Problem requirements: Please return every line of the listing below that contains the word "blue".

--- begin Extracted material ---

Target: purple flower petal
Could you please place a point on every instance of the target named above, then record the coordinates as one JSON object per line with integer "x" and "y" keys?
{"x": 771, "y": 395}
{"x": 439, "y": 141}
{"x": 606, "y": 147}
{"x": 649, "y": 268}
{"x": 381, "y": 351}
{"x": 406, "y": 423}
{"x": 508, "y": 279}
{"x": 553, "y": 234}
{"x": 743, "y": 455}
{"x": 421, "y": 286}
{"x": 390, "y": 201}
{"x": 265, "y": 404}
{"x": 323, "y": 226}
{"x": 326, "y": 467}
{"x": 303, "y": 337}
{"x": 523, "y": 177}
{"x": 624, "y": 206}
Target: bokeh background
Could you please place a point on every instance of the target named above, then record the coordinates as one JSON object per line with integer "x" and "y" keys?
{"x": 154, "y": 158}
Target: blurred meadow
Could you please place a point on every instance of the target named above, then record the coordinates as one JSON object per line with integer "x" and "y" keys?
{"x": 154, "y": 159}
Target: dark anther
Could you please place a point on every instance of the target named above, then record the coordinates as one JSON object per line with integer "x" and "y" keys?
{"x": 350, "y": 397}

--- end Extracted material ---
--- begin Extracted material ---

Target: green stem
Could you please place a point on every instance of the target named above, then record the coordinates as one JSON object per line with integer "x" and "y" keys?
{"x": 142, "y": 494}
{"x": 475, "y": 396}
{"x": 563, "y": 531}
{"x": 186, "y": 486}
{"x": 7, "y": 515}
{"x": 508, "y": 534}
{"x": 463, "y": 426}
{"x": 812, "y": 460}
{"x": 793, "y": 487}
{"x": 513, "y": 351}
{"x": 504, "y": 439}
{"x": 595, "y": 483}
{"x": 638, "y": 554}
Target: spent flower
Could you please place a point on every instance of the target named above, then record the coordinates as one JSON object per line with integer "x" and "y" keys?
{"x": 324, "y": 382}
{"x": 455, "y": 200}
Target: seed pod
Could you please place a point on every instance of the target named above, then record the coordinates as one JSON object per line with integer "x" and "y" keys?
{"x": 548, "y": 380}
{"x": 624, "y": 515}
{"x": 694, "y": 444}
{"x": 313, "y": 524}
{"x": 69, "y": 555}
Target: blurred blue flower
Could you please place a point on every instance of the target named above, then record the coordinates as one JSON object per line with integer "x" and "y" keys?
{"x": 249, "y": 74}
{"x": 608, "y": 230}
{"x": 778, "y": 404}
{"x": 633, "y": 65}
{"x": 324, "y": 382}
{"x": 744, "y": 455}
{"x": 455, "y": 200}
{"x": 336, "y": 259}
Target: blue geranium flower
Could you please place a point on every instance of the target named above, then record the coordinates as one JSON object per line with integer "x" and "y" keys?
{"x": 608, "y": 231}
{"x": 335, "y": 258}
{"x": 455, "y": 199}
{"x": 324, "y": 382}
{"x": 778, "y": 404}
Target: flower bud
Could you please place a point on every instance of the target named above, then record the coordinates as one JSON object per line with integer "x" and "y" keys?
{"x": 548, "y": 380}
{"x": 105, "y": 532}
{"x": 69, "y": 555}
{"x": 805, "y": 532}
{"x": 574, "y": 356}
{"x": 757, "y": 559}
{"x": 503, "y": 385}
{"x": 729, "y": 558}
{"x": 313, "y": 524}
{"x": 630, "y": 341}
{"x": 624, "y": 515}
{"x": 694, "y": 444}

--- end Extracted material ---

Complete response:
Target: blurred blue flower
Target: blue geranium flower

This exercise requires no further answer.